━━ Supplied records ━━
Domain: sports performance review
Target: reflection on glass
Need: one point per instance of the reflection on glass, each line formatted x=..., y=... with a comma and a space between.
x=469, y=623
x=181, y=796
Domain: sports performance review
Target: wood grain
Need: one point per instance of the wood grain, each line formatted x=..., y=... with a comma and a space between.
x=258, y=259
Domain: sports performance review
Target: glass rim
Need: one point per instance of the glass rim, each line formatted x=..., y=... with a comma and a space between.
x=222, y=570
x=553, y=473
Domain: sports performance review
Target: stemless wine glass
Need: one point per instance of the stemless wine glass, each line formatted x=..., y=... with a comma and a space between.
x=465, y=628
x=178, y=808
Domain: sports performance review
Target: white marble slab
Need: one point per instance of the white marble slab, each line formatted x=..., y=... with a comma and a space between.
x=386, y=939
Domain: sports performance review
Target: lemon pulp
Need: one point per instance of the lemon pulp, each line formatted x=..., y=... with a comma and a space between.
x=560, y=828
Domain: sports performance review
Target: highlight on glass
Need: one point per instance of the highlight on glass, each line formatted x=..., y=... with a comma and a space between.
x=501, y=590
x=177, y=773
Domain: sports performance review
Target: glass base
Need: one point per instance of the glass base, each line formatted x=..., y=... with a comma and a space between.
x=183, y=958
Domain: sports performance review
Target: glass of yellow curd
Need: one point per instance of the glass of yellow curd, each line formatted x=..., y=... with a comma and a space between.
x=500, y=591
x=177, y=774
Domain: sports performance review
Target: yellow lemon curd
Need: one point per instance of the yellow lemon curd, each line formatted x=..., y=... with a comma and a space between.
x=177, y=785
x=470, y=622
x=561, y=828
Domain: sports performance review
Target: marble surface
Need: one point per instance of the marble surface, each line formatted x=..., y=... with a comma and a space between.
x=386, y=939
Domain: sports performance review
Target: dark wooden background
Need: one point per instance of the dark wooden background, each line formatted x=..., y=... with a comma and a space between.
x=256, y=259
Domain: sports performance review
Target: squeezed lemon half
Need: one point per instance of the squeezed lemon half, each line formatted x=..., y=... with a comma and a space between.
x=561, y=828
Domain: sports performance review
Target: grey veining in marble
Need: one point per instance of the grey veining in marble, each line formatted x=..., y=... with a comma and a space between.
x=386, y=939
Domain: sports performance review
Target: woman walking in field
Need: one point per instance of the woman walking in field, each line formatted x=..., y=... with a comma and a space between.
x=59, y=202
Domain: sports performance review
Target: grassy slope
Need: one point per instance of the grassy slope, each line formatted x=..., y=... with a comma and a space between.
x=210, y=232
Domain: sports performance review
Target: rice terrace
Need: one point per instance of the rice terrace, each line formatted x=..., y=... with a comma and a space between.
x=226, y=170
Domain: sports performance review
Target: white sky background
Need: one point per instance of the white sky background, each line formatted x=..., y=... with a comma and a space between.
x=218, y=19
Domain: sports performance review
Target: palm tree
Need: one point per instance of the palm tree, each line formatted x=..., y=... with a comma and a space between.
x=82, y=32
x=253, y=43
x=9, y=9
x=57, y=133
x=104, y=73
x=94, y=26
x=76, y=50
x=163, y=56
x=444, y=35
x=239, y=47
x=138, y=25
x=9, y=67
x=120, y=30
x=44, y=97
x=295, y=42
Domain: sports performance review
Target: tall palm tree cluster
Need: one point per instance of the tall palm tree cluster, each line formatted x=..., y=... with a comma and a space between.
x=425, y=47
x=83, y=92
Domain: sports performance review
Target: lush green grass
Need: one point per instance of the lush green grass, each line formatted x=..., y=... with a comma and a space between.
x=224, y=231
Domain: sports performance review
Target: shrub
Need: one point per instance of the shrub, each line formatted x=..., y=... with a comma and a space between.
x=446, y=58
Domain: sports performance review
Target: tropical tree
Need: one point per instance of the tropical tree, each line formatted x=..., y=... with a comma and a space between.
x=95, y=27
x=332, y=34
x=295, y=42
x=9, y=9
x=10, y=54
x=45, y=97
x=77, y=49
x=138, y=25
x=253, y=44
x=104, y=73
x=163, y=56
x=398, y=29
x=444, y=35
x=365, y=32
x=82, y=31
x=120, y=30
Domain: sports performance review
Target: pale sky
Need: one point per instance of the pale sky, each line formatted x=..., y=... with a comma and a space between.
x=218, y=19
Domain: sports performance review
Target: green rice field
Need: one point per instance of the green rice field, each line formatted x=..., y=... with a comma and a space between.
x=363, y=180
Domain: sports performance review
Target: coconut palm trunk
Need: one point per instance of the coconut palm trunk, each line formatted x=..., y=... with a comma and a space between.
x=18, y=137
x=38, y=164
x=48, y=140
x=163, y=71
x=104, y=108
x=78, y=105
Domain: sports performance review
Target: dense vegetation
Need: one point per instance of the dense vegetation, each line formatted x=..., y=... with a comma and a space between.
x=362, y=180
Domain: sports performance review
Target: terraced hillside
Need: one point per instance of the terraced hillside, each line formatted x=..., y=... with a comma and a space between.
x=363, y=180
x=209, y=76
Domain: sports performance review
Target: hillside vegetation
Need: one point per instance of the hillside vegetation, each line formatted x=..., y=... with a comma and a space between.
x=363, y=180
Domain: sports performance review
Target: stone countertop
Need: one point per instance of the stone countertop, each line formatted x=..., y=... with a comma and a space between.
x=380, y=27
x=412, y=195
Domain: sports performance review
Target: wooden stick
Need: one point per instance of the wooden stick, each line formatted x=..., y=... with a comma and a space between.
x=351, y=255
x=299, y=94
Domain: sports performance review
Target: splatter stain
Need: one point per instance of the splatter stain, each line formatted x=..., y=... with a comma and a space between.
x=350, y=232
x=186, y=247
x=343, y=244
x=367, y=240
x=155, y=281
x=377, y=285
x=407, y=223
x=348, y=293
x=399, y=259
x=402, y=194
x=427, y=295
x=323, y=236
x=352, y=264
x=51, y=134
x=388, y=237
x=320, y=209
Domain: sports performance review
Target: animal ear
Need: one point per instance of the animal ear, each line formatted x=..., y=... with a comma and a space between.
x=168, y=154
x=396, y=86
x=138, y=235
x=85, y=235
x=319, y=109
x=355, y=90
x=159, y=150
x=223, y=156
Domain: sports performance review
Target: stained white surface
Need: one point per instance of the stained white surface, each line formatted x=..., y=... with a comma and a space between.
━━━
Your objective
Give back exactly the lines above, from the line containing "Target: woman walking in field" through the line containing "Target: palm tree", with both end lines and nothing more.

Response for this exercise
Target: woman walking in field
Need: one point per instance of the woman walking in field, each line formatted x=..., y=... with a comma and a space between.
x=59, y=202
Domain: sports performance review
Target: grassy slope
Need: one point per instance of the grassy slope, each line formatted x=..., y=... with a comma and a space between.
x=210, y=232
Domain: sports performance review
Target: rice terrace
Need: one point per instance of the rice terrace, each line formatted x=..., y=... with a comma and a space between.
x=226, y=170
Domain: sports performance review
Target: white sky background
Need: one point per instance of the white sky background, each line formatted x=..., y=... with a comma and a space between.
x=218, y=19
Domain: sports performance review
Target: palm tree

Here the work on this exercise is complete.